Convert the records below into a numbered list, beginning at the line that contains "Annotation guideline: the target class is bed." and ending after the line that contains "289 274 739 354", with blank lines omitted. Exclude the pictures from your answer.

____ Raw data

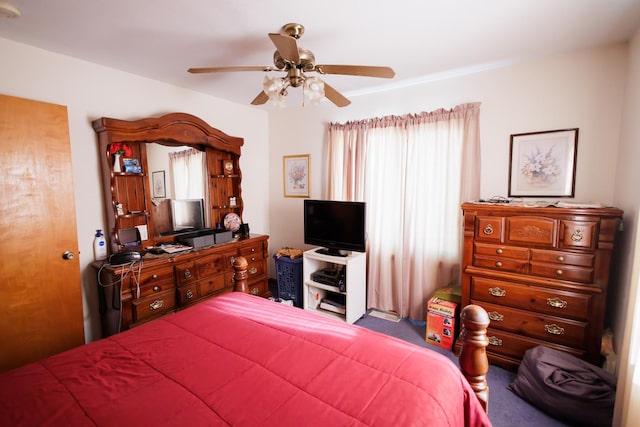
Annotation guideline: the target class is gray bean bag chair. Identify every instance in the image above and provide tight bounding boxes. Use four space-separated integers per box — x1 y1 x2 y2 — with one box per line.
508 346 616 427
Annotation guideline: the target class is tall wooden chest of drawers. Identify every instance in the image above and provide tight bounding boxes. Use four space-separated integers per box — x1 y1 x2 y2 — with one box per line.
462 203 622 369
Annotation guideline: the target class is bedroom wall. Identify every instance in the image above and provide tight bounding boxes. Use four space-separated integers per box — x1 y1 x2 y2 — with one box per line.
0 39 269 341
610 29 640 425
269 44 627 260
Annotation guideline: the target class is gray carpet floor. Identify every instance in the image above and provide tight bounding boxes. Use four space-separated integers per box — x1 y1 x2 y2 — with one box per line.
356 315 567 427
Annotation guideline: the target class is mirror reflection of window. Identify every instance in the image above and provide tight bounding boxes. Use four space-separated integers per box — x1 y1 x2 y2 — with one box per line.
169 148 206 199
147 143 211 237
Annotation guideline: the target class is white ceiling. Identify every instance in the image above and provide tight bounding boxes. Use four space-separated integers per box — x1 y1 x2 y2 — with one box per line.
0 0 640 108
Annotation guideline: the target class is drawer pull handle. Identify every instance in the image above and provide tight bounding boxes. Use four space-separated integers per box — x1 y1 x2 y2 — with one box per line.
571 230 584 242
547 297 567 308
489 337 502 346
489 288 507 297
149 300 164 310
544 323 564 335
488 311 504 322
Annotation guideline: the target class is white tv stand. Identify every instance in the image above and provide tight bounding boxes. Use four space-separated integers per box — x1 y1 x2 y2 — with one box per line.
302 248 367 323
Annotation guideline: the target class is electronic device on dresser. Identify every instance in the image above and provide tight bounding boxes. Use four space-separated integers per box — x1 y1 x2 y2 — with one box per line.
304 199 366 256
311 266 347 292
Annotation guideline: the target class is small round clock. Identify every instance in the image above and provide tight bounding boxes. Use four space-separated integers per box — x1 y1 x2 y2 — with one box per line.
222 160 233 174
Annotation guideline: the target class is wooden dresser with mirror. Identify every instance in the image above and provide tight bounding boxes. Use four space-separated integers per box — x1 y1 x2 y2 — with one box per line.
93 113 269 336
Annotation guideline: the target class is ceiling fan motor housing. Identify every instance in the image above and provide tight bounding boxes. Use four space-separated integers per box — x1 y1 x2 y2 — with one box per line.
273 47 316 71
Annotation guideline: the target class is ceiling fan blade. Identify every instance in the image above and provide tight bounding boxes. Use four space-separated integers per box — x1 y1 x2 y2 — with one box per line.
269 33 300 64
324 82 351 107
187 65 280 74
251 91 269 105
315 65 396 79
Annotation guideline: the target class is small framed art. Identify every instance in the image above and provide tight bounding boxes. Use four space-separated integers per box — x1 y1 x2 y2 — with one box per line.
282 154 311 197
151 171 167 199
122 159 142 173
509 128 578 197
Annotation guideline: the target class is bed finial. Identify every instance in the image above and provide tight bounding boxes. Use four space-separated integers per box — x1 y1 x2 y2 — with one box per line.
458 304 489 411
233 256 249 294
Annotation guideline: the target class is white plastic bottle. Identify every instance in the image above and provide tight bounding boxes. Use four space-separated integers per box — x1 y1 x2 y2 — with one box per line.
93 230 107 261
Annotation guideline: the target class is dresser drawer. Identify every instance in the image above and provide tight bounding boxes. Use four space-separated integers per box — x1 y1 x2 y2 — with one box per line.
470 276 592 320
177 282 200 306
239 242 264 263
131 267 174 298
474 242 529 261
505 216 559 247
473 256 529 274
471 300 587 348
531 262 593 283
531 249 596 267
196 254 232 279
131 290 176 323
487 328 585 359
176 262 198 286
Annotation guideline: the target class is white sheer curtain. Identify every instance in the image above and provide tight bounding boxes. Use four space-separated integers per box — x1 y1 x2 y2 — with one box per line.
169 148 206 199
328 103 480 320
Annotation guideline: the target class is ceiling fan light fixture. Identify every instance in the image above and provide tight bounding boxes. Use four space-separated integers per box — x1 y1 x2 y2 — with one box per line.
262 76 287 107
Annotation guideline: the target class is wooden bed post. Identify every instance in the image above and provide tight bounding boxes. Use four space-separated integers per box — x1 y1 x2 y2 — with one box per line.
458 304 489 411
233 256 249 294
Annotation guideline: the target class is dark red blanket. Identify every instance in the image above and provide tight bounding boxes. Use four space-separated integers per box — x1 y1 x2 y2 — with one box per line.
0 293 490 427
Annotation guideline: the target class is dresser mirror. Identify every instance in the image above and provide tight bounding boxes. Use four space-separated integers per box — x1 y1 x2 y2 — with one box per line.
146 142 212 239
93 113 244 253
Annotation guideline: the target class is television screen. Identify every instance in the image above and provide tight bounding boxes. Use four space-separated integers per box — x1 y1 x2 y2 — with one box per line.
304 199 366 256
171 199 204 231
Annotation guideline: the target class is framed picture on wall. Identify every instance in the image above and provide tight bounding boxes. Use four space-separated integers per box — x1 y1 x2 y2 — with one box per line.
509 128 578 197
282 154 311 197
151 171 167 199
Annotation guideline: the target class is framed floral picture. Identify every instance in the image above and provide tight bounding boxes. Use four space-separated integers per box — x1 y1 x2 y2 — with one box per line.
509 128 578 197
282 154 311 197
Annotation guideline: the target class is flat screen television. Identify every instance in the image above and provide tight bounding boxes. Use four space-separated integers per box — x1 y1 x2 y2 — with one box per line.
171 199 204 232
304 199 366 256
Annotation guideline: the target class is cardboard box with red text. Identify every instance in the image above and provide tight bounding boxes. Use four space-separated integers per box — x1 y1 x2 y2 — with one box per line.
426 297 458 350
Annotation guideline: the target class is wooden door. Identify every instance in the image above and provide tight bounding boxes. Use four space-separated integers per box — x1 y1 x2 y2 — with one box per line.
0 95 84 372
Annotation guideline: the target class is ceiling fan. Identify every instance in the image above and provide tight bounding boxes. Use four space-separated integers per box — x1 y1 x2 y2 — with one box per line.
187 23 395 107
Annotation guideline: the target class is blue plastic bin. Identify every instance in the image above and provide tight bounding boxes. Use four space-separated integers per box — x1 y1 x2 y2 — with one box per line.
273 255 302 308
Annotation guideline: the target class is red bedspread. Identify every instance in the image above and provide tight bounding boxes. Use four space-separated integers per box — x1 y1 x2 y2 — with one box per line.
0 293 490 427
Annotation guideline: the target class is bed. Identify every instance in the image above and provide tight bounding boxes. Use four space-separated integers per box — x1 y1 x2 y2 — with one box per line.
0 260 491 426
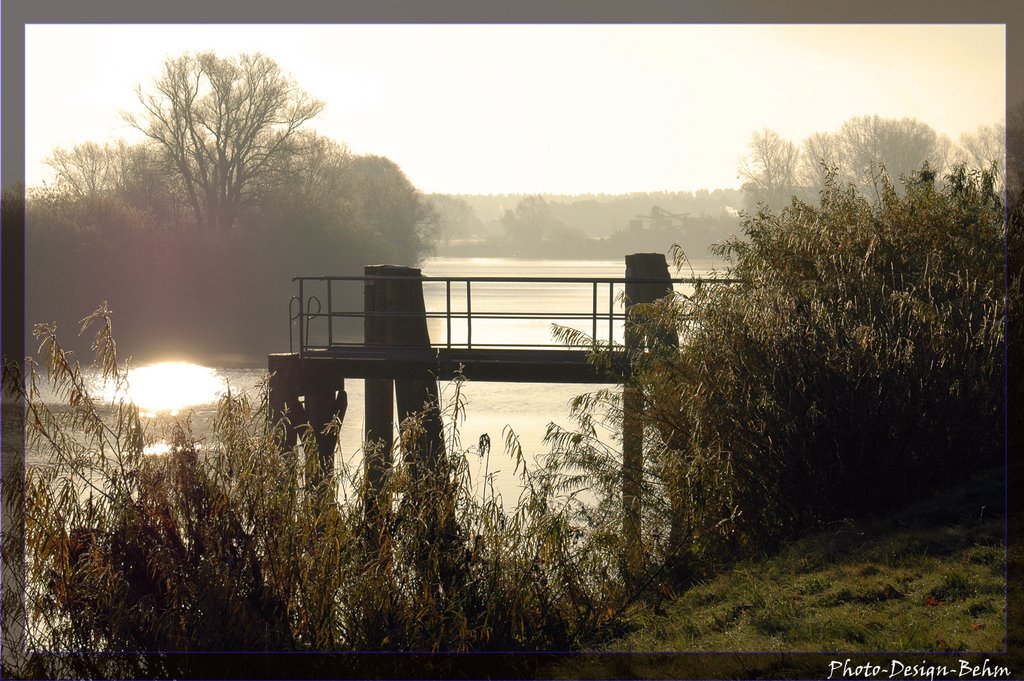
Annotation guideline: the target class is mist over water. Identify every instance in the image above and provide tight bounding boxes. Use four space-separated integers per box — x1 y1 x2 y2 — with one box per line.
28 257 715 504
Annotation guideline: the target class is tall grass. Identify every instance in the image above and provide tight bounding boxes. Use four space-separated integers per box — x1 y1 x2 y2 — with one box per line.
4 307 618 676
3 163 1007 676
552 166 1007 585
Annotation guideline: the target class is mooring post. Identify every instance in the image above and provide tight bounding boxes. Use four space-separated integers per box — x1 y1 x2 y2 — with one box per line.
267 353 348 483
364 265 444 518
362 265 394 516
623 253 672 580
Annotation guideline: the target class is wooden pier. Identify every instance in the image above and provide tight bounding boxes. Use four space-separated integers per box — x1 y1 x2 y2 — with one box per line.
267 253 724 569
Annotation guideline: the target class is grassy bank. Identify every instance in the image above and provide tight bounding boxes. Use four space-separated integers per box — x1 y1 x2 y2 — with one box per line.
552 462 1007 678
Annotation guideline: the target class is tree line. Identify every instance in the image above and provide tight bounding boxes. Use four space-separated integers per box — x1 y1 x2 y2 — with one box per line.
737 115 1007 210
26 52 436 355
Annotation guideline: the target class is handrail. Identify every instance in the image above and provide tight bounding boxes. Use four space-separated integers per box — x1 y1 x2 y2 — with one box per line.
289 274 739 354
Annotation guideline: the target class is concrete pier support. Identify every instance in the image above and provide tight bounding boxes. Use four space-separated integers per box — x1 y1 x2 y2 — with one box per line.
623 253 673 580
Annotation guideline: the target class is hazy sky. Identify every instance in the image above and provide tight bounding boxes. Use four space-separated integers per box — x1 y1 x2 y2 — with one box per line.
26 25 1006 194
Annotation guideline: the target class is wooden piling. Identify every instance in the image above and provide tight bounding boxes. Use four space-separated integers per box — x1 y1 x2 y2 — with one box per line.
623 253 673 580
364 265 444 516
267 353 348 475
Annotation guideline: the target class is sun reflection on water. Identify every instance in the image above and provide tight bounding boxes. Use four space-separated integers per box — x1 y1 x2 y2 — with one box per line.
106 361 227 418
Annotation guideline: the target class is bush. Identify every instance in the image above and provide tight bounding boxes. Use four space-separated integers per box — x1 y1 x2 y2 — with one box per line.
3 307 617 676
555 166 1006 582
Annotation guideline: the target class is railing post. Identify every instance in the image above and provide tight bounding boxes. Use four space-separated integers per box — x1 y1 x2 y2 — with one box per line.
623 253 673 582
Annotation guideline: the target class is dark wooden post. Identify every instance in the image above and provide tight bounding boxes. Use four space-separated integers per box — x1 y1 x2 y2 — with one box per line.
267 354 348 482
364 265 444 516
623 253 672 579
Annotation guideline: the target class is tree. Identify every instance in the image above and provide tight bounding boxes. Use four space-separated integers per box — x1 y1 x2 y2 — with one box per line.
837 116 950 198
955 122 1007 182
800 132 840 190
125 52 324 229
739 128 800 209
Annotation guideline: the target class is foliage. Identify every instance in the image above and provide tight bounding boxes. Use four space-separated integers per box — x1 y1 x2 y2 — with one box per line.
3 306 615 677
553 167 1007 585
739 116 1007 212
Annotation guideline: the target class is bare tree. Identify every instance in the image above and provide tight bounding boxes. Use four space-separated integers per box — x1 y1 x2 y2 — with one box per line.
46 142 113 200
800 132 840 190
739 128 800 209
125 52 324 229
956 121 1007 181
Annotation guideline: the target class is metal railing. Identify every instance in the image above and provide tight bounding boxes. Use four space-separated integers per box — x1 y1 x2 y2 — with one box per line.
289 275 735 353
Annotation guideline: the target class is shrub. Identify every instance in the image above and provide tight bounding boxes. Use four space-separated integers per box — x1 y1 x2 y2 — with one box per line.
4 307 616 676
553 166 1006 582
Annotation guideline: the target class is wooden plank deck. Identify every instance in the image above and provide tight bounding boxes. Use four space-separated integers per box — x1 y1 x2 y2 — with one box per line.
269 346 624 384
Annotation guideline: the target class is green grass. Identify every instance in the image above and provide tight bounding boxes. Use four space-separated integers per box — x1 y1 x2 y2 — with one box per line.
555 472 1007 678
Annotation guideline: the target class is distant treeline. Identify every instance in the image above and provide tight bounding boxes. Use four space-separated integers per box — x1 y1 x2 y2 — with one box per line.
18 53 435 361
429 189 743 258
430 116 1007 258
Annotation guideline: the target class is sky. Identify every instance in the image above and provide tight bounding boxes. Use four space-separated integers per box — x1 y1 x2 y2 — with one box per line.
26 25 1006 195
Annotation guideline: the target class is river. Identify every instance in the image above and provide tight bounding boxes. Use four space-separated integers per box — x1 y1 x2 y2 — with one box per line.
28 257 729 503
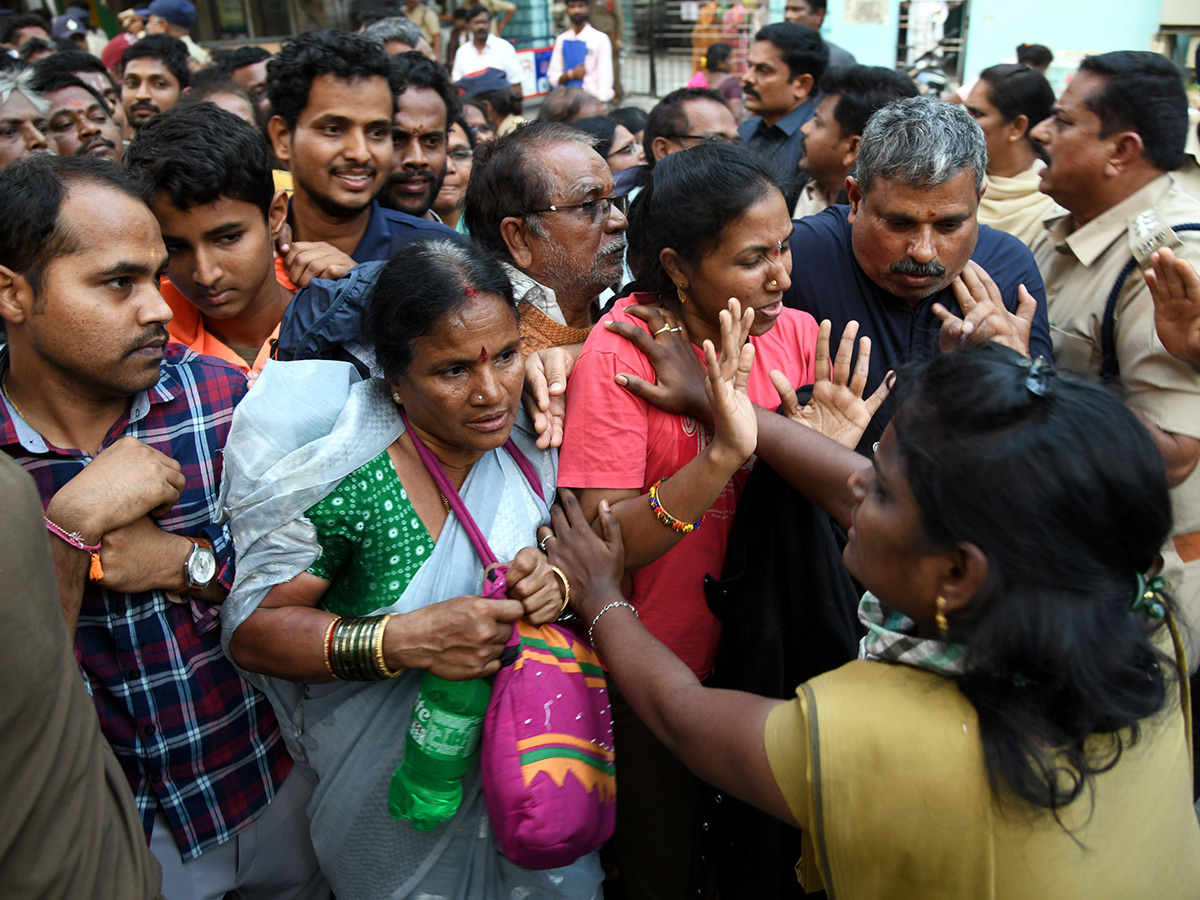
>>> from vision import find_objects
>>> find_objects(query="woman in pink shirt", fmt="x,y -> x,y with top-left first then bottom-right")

________

*In response*.
1. Annotation guideline: the target class is bed. Identify every instance in the image above and provide tight bounding boxes. Use four space-separated integers per box — x1 y1 x2 y2 — with one box per line.
2. 0 260 491 426
3. Annotation guideline: the target class is mist over water. Identify every instance in the image above and provide tight bounding boxes. Use four space-separated integers per box — x1 y1 x2 y2 — with one box per line.
4. 28 257 715 504
5. Annotation guideline: the target class is tall grass. Identify every instance in the image above and provide tight bounding boxes. Use four space-separated integers per box — x1 y1 x2 y2 — with one box per line.
6. 4 307 618 676
7. 3 163 1007 676
8. 552 166 1007 585
9. Annotation guideline: the target class is mooring post. Identify every instance in the image above and provide tight bounding boxes. Use four space-separated integers per box — x1 y1 x2 y2 — with one box per line.
10. 267 353 348 483
11. 364 265 444 518
12. 362 265 394 516
13. 623 253 672 580
14. Annotation guideline: the target class is wooden pier. Identify every instance in the image above and provide tight bounding boxes. Use four space-separated integers per box — x1 y1 x2 y2 — with one box per line.
15. 267 253 724 569
16. Annotation guideline: the target class is grassy bank. Identify every instance in the image above and provide tight bounding boxes. Use four space-separated integers per box — x1 y1 x2 y2 — with one box per line.
17. 552 462 1007 678
18. Annotation guideline: the target class is tree line. Identify every instance in the image above and provide tight bounding boxes. Use four space-separated integers per box — x1 y1 x2 y2 — with one box per line.
19. 737 115 1007 210
20. 26 52 436 355
21. Annotation guideline: the target class is handrail. Identify every instance in the image above and provide tight bounding boxes. Use four space-separated integers per box — x1 y1 x2 y2 — with one box per line.
22. 289 274 739 354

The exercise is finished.